Starting with the line that contains "Could you please outline every instance of the black trousers?" and running through the end of the records, write those lines out again with "trousers" changed to "pants" and everything else left as is.
------ Supplied records ------
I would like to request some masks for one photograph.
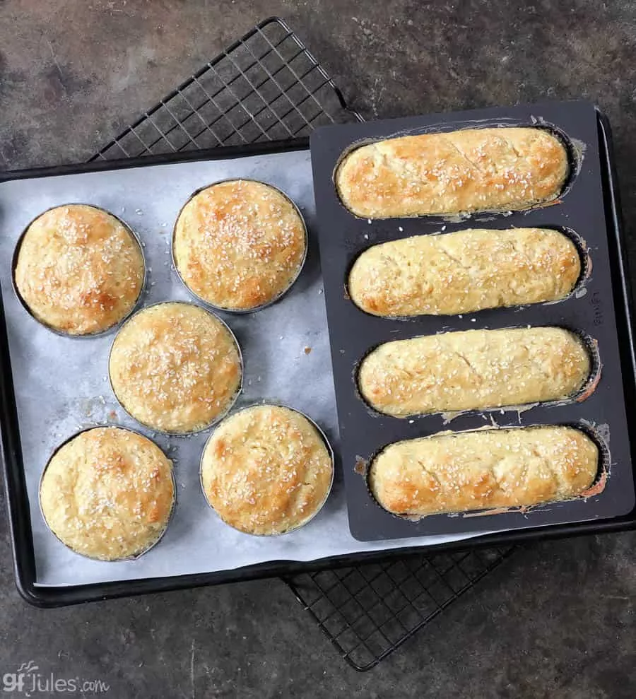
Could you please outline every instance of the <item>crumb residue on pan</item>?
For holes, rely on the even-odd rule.
[[[362,457],[355,457],[355,466],[353,466],[353,471],[358,474],[358,476],[365,476],[367,474],[367,461],[365,459],[363,459]]]

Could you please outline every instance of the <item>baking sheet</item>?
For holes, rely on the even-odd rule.
[[[144,305],[169,299],[192,300],[171,269],[175,219],[195,189],[237,177],[263,180],[291,196],[307,221],[310,249],[302,274],[279,302],[246,315],[219,314],[236,334],[243,353],[243,393],[235,409],[268,400],[289,404],[316,421],[336,454],[339,452],[308,151],[4,182],[0,184],[1,289],[30,503],[30,512],[24,516],[31,519],[37,585],[210,572],[269,560],[314,560],[474,536],[356,541],[349,531],[339,463],[326,505],[305,527],[272,539],[236,531],[217,517],[201,491],[199,462],[210,430],[167,437],[136,423],[119,406],[108,382],[107,356],[114,333],[90,339],[57,336],[30,317],[16,299],[11,286],[11,257],[24,228],[51,206],[82,202],[117,214],[140,236],[148,272]],[[39,478],[53,450],[78,430],[104,423],[146,434],[175,463],[177,504],[173,518],[161,542],[134,561],[104,563],[73,553],[47,529],[37,504]]]
[[[476,212],[465,217],[440,215],[371,220],[354,216],[340,201],[334,183],[334,169],[342,154],[360,143],[398,135],[507,126],[548,128],[569,144],[570,177],[553,204],[522,211]],[[495,527],[512,531],[599,520],[630,512],[635,503],[634,473],[614,306],[620,276],[613,278],[612,264],[616,261],[610,249],[605,216],[606,197],[611,194],[603,188],[598,114],[594,105],[551,102],[326,126],[312,134],[310,143],[336,397],[340,427],[346,435],[341,452],[353,536],[363,541],[386,541],[401,536],[412,539],[418,533],[428,536]],[[372,245],[411,235],[449,233],[471,228],[526,226],[565,231],[587,248],[591,269],[568,298],[555,302],[459,315],[404,319],[365,313],[346,292],[354,260]],[[341,235],[333,235],[334,230],[341,231]],[[558,326],[598,343],[602,365],[600,380],[584,400],[549,401],[523,409],[510,406],[465,411],[455,413],[452,419],[452,413],[444,413],[400,419],[374,411],[359,395],[358,363],[372,348],[382,343],[437,332],[526,325]],[[625,368],[630,372],[632,370],[628,365]],[[593,370],[592,374],[596,373]],[[364,468],[360,468],[363,464],[368,465],[373,455],[387,444],[401,440],[486,425],[551,424],[571,425],[588,432],[601,447],[598,481],[585,498],[547,503],[529,509],[502,508],[490,513],[432,515],[413,521],[396,517],[381,507],[370,493]],[[485,514],[488,516],[482,516]]]

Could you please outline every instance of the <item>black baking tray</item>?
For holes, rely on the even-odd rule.
[[[606,119],[599,114],[599,138],[603,154],[603,176],[608,193],[606,203],[608,220],[612,222],[613,246],[612,258],[618,261],[617,274],[619,282],[615,288],[615,302],[620,312],[617,314],[619,332],[628,341],[621,347],[621,363],[623,366],[631,367],[631,371],[625,372],[625,392],[636,396],[634,381],[635,358],[631,341],[631,305],[628,290],[628,280],[625,276],[625,262],[623,258],[623,246],[620,223],[620,209],[617,198],[616,175],[611,156],[609,124]],[[94,172],[109,169],[122,169],[154,165],[163,163],[185,162],[197,160],[227,158],[242,155],[255,155],[263,153],[276,153],[288,150],[296,150],[308,147],[306,139],[293,141],[254,144],[247,146],[215,148],[208,151],[189,151],[178,154],[168,153],[160,155],[146,155],[115,162],[97,162],[86,165],[68,165],[42,170],[23,170],[0,173],[0,182],[24,177],[46,177],[70,174],[73,172]],[[312,572],[329,568],[336,568],[353,564],[372,563],[374,561],[401,558],[409,554],[421,553],[425,547],[394,548],[370,553],[358,553],[324,558],[310,563],[297,563],[288,560],[271,561],[256,565],[219,571],[213,573],[146,578],[143,580],[121,580],[106,583],[83,585],[69,587],[44,587],[35,584],[36,570],[33,556],[33,536],[29,517],[29,503],[24,478],[22,462],[19,424],[13,394],[11,358],[6,324],[4,309],[0,299],[0,446],[4,473],[4,487],[8,512],[10,536],[13,552],[13,568],[16,586],[22,597],[28,602],[37,606],[51,607],[115,597],[128,597],[151,592],[182,589],[204,585],[245,581],[256,578],[289,576],[304,572]],[[514,541],[522,541],[535,538],[553,538],[564,536],[616,531],[636,529],[636,512],[632,511],[623,517],[609,520],[599,520],[580,524],[556,525],[540,527],[535,529],[507,531],[490,536],[478,536],[469,541],[460,541],[435,547],[428,547],[431,551],[458,550],[470,547],[488,547],[505,545]]]
[[[634,509],[633,439],[630,434],[630,423],[633,421],[628,420],[627,414],[627,406],[631,409],[632,402],[626,400],[623,394],[623,382],[633,384],[633,345],[630,332],[621,329],[630,324],[628,296],[624,286],[623,260],[616,249],[611,249],[611,241],[616,241],[617,237],[615,225],[611,216],[606,213],[606,202],[611,200],[613,192],[612,184],[603,182],[602,173],[603,144],[599,131],[601,118],[589,102],[553,102],[329,126],[312,135],[318,235],[349,524],[351,534],[358,540],[517,530],[598,521],[625,515]],[[572,174],[556,202],[524,211],[476,214],[462,220],[429,216],[372,221],[355,216],[339,199],[334,183],[334,170],[343,153],[362,143],[395,136],[500,126],[546,128],[565,140]],[[463,316],[408,319],[370,315],[348,298],[348,271],[355,259],[374,245],[440,230],[513,227],[573,230],[585,242],[591,269],[577,285],[576,293],[558,302],[493,309]],[[620,249],[620,243],[616,247]],[[364,402],[357,389],[360,360],[382,343],[448,331],[546,325],[578,331],[598,342],[601,377],[585,400],[543,404],[522,412],[502,409],[470,411],[449,421],[440,413],[410,419],[382,415]],[[623,356],[620,346],[628,350]],[[387,445],[401,440],[490,425],[550,424],[578,427],[599,443],[604,462],[599,478],[606,481],[601,493],[530,510],[517,508],[488,516],[476,516],[473,512],[435,515],[413,521],[391,515],[375,502],[367,487],[367,469],[360,468],[363,464],[367,466],[373,455]],[[606,477],[603,471],[606,471]]]

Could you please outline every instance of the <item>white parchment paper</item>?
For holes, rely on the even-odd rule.
[[[309,151],[0,184],[2,297],[30,503],[29,511],[23,516],[31,518],[38,585],[180,575],[235,569],[268,560],[314,560],[469,536],[356,541],[349,533],[339,464],[326,505],[306,527],[273,538],[235,531],[209,508],[201,491],[199,464],[209,430],[192,437],[168,437],[137,424],[119,406],[107,380],[107,356],[114,333],[91,339],[57,336],[31,318],[15,298],[11,257],[23,230],[51,206],[82,202],[117,214],[141,237],[148,268],[144,304],[192,300],[172,269],[170,242],[175,218],[195,189],[218,180],[240,177],[271,182],[296,202],[307,223],[310,252],[302,274],[279,302],[247,315],[223,314],[237,336],[245,361],[244,391],[235,408],[267,400],[298,408],[320,425],[337,454],[329,338],[313,233],[315,206]],[[310,349],[309,353],[305,348]],[[38,506],[38,481],[51,452],[77,430],[103,423],[142,432],[175,464],[177,503],[174,516],[159,544],[136,560],[103,563],[73,553],[47,529]]]

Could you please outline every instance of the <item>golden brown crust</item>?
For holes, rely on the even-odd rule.
[[[60,447],[40,487],[45,520],[73,551],[117,560],[163,534],[175,500],[172,464],[141,435],[95,428]]]
[[[564,298],[580,274],[576,247],[558,230],[469,229],[374,245],[348,288],[373,315],[452,315]]]
[[[579,430],[483,430],[391,444],[374,459],[369,486],[389,512],[423,517],[567,500],[598,470],[598,447]]]
[[[71,335],[100,332],[132,310],[143,257],[112,214],[84,204],[45,212],[20,243],[16,287],[40,322]]]
[[[357,216],[523,209],[555,199],[569,165],[545,129],[469,129],[389,139],[343,159],[336,187]]]
[[[307,248],[305,224],[291,201],[263,182],[235,180],[199,192],[175,227],[179,274],[199,298],[248,310],[293,283]]]
[[[322,507],[333,464],[301,413],[254,406],[227,418],[206,445],[201,485],[227,524],[252,534],[290,531]]]
[[[208,427],[230,408],[242,377],[239,349],[225,325],[178,302],[135,314],[115,337],[109,368],[124,408],[170,433]]]
[[[406,417],[561,400],[589,374],[582,341],[563,328],[467,330],[380,345],[358,386],[376,410]]]

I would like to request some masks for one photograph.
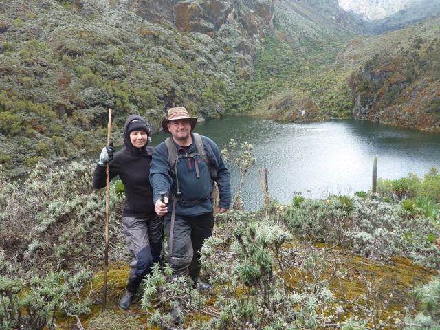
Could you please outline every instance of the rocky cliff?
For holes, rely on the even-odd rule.
[[[395,49],[376,53],[353,75],[355,119],[440,131],[439,20],[429,25],[408,30]]]
[[[129,113],[223,113],[253,74],[272,1],[23,0],[0,5],[0,165],[9,175],[114,139]],[[100,141],[99,143],[96,141]]]

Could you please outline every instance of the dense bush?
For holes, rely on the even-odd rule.
[[[0,189],[0,228],[2,234],[14,234],[6,256],[38,271],[68,267],[72,261],[99,261],[104,198],[91,186],[93,170],[86,162],[65,167],[39,164],[24,182],[6,182]],[[120,201],[111,196],[111,241],[117,242],[122,241]]]
[[[285,212],[288,228],[302,239],[348,245],[375,259],[404,256],[440,267],[440,250],[434,244],[440,237],[438,222],[413,212],[410,205],[340,196],[305,199]]]
[[[89,297],[80,293],[89,283],[91,272],[49,272],[29,278],[17,276],[17,270],[0,250],[0,327],[43,330],[55,329],[55,314],[84,315],[90,311]]]
[[[421,311],[405,320],[405,330],[437,330],[440,329],[440,278],[433,278],[426,285],[413,291],[416,303],[421,305]]]

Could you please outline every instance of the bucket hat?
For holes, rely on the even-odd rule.
[[[191,131],[194,129],[195,124],[197,123],[197,117],[190,117],[190,115],[188,113],[188,111],[184,107],[170,108],[168,109],[167,119],[164,119],[161,122],[164,131],[167,133],[170,133],[168,130],[168,126],[166,126],[167,123],[171,120],[177,120],[179,119],[189,119],[191,124]]]

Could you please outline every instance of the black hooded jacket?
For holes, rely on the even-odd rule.
[[[125,204],[122,215],[145,218],[155,215],[153,190],[148,177],[153,148],[146,146],[137,148],[131,144],[127,128],[134,119],[145,122],[138,115],[131,115],[127,118],[124,127],[125,146],[120,151],[115,153],[113,160],[109,163],[109,179],[119,175],[125,187]],[[105,186],[105,170],[104,166],[96,164],[93,179],[94,188]]]

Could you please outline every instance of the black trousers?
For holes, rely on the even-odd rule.
[[[165,216],[165,230],[170,237],[171,214]],[[205,239],[212,235],[214,213],[196,217],[175,215],[172,252],[168,256],[174,276],[189,275],[196,280],[200,273],[200,250]]]

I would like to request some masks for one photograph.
------
» Right answer:
Could you please outline every instance of the black pants?
For holes, rely on the even-odd rule.
[[[165,216],[165,230],[170,237],[171,214]],[[205,239],[212,235],[214,213],[196,217],[175,215],[172,252],[168,256],[174,276],[189,275],[196,280],[200,273],[200,250]]]

I would like to request some masks for one photograph.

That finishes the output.